(Stored data entries)
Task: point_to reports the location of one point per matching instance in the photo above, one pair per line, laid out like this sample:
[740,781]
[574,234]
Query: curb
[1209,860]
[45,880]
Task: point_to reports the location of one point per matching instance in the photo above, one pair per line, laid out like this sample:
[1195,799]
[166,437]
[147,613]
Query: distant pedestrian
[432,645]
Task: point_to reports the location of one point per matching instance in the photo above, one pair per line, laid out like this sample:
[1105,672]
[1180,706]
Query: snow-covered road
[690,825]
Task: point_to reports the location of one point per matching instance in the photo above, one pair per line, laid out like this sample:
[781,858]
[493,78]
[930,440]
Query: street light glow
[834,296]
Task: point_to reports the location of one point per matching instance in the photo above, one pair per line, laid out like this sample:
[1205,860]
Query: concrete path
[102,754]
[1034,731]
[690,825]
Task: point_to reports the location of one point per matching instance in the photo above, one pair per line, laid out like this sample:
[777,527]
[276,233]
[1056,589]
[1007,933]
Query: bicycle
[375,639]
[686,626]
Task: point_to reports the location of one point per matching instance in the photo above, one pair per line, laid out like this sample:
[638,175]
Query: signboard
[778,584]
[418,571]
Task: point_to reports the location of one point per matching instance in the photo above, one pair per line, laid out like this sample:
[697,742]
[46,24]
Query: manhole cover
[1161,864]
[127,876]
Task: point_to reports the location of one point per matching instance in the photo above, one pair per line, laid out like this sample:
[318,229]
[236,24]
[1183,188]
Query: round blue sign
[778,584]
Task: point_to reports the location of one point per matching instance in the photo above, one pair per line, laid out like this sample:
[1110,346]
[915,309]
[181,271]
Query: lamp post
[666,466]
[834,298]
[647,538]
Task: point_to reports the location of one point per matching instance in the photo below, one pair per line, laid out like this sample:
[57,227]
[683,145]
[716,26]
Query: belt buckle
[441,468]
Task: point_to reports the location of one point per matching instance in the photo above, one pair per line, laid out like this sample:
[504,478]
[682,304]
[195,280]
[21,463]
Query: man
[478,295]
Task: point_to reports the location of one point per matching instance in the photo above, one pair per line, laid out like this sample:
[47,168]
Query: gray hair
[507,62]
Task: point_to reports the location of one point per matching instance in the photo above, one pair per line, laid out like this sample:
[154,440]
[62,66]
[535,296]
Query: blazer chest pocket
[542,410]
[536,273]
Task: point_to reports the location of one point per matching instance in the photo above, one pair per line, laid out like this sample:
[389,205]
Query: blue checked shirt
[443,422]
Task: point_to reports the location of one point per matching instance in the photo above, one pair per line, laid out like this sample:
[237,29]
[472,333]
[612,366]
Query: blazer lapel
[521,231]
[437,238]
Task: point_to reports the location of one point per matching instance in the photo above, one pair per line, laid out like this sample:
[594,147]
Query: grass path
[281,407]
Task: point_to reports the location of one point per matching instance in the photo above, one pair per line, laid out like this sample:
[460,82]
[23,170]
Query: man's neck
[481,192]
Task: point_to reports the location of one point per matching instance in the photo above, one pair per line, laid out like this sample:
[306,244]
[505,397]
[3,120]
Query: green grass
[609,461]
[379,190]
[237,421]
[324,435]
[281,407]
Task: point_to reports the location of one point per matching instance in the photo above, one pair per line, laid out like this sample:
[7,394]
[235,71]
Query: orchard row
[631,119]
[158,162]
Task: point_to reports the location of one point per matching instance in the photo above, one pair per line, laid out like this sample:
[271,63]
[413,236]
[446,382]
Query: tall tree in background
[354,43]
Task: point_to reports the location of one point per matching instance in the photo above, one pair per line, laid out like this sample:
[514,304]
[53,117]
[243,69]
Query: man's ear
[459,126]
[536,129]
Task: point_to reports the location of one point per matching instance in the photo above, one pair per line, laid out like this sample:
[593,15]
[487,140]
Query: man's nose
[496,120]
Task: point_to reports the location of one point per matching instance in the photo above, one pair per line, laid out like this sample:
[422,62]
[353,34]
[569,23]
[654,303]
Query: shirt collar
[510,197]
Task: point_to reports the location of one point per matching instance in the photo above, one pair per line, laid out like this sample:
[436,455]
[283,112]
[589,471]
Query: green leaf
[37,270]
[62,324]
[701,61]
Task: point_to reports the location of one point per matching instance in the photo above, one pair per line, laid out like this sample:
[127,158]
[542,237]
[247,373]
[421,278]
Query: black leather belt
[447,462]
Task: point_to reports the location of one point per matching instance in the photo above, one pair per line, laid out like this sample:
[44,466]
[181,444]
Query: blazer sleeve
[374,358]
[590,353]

PROBLEM REQUIREMENTS.
The answer must be an exact copy of every entry.

ANSWER TO THIS TASK.
Task: point_to reports the location of one point per matching instance in the photo above, one pair per line, laid out like this sample:
[740,781]
[574,234]
Query: curb
[1209,860]
[45,880]
Task: point_to reports the location of one point per matching instance in the photo above, one pair per line, laid out like this sample:
[1195,799]
[166,437]
[147,613]
Query: distant pedestrian
[432,645]
Task: point_to reports the location of one point per matching instance in the photo above, one pair per line, laid out like this sample:
[1105,672]
[1180,706]
Query: snow-covered road
[690,825]
Task: point_to reports the location of one point per matching instance in the photo above, one pair per line, laid out like this sample:
[781,858]
[493,78]
[930,440]
Query: street light glow
[834,296]
Task: point_to reports the location of one point per matching instance in the photo above, one pair per line, laid out like this sample:
[1205,860]
Query: concrete path
[102,754]
[1034,731]
[690,825]
Task: point_to reports the location of one point per matching instance in the photo above, one pair per line, laid out like this sample:
[777,527]
[276,233]
[1056,589]
[1007,933]
Query: bicycle
[375,639]
[686,626]
Task: point_to reports the location of one point per matching instance in the photo above, one pair per line, laid out like this sample:
[638,175]
Query: signboard
[778,584]
[418,571]
Task: point_to reports the location of one point per matching instance in the photo above, one pair per line, laid out like this sample:
[697,742]
[46,24]
Query: manhole cover
[1161,864]
[127,876]
Task: point_to reports the location of one point per matching instance in the photo above, one pair per line, laid out like this sample:
[318,229]
[236,24]
[1183,188]
Query: round blue sign
[778,584]
Task: point_to reports the location of one point per matching instance in the photo above, one pair per line, laid out like this sample:
[1110,346]
[915,309]
[181,271]
Query: lamp post
[666,466]
[834,298]
[647,538]
Task: point_to reports the location of one point per matching instance in the photo below, one pair per line, laid out like this sample:
[57,227]
[683,145]
[716,26]
Query: belt buckle
[441,468]
Task: point_to reports the location of one point per matching instance in the photo above, one pair per line, laid out like this sample:
[504,478]
[682,304]
[195,280]
[21,463]
Query: man
[478,295]
Task: point_to reports the location of one point per matching instance in the photo above, one pair per line, laid out like this sample:
[47,168]
Query: gray hair
[507,62]
Task: point_to reports the location of one point per matching instance in the photo above, one pair per line, laid out like this sample:
[154,440]
[62,66]
[535,296]
Query: blazer chest pocket
[542,410]
[536,273]
Task: point_to reports the location of one point per matching instance in the photo above, one pair per line, laid out like this sample:
[389,205]
Query: blue checked shirt
[443,422]
Task: point_to reports the location of one point per matching instance in the photo above, one pair per line, laid out like this sample:
[237,29]
[472,333]
[612,366]
Query: blazer lapel
[521,231]
[437,238]
Task: point_to reports the location of one point per matching instance in the photo above, one pair per line, laid out like this sample:
[594,147]
Query: grass path
[281,407]
Task: point_to reports the location of one point per matching instance in the photo above, one pair per line, laid out like this sample:
[460,82]
[23,170]
Query: man's neck
[481,192]
Task: point_to reports the location of one point per matching instance in the photo above, one pair per line, laid out like this sample:
[306,244]
[505,397]
[3,120]
Query: green grass
[609,461]
[379,190]
[237,421]
[324,435]
[281,407]
Task: point_to reports the location of one point per matching instance in the photo above, one pair per line, laid out like this sample:
[7,394]
[235,71]
Query: orchard row
[631,119]
[158,162]
Task: point_to reports the location of one point per matching instance in the photo above, one pair per line, laid out like this sample:
[271,63]
[413,236]
[446,382]
Query: tall tree in background
[354,43]
Task: point_to reports the location of one point per matching instance in the photo above, one pair per line, laid out like this sample:
[514,304]
[53,117]
[243,69]
Query: man's ear
[459,126]
[536,129]
Task: point_to reports the location of one point per matching instance in the photo above, one pair per line, laid out like this sample:
[593,15]
[487,140]
Query: man's nose
[496,120]
Task: point_to reports the location of one point per matching instance in the photo above, one pair per line, laid out like this sample:
[422,62]
[353,34]
[569,23]
[654,303]
Query: shirt collar
[510,197]
Task: point_to reports the location of one point per matching instance in the photo above, one pair per line, laid out like this sample:
[436,455]
[283,112]
[589,471]
Query: green leaf
[37,270]
[62,324]
[701,61]
Task: point_to reports the location of one point per matching instance in the photo above, one pair per line, laid out like this sample:
[127,158]
[542,237]
[247,373]
[421,278]
Query: black leather belt
[447,462]
Task: point_to reports the location of one point per matching instance in the photo above, one pair per line, laid out like this sample:
[44,466]
[181,444]
Query: blazer sleeve
[374,358]
[590,353]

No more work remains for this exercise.